* Records:
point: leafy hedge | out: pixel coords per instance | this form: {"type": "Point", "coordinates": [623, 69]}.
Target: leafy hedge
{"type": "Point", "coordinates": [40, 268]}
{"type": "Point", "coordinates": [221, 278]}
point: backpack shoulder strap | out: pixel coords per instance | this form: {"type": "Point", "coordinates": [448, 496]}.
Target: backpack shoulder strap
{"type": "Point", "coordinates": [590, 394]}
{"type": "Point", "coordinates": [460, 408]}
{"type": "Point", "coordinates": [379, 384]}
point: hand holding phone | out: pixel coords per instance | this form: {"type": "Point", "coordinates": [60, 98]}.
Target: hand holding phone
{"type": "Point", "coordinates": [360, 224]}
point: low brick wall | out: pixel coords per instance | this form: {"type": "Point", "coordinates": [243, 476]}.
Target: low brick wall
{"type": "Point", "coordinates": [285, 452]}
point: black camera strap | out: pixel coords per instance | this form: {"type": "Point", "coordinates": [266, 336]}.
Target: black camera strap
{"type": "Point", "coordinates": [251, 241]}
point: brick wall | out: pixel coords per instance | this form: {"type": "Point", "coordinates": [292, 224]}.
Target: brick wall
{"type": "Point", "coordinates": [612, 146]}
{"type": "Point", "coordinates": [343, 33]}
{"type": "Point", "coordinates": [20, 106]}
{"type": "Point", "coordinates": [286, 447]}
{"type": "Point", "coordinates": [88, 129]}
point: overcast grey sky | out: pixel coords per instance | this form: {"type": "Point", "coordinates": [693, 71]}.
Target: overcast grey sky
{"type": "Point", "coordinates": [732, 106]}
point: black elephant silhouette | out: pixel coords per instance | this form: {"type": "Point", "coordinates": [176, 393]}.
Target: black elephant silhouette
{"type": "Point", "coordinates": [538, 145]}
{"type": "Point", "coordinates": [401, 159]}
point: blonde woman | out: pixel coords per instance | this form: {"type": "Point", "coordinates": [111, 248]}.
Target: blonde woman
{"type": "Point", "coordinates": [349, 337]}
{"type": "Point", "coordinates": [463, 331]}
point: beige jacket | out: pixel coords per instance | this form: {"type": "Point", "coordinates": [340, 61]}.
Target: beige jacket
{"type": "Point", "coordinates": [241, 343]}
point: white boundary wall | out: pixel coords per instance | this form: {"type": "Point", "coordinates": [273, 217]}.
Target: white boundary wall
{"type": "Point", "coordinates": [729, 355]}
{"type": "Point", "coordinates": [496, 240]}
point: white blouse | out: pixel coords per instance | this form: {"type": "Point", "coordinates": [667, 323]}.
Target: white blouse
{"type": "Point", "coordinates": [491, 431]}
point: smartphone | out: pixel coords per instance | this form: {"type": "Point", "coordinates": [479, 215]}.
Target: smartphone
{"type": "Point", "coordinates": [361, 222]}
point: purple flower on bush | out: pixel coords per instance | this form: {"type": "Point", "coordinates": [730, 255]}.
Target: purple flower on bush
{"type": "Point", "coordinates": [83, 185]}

* Work task:
Write down exactly the line with "Target: beige jacket", then each line after it through the end of the data.

* Task result:
Target: beige jacket
{"type": "Point", "coordinates": [241, 343]}
point: white boundary wall | out: pixel coords per instance | this form: {"type": "Point", "coordinates": [273, 217]}.
Target: white boundary wall
{"type": "Point", "coordinates": [729, 355]}
{"type": "Point", "coordinates": [496, 240]}
point: white blouse | out: pixel coords per instance | this form: {"type": "Point", "coordinates": [667, 323]}.
Target: white blouse
{"type": "Point", "coordinates": [491, 431]}
point: smartphone | out: pixel coords per instance | this form: {"type": "Point", "coordinates": [479, 215]}.
Target: smartphone
{"type": "Point", "coordinates": [361, 222]}
point: purple flower on bush | out: pixel coords per instance | this form: {"type": "Point", "coordinates": [730, 255]}.
Target: purple flower on bush
{"type": "Point", "coordinates": [83, 185]}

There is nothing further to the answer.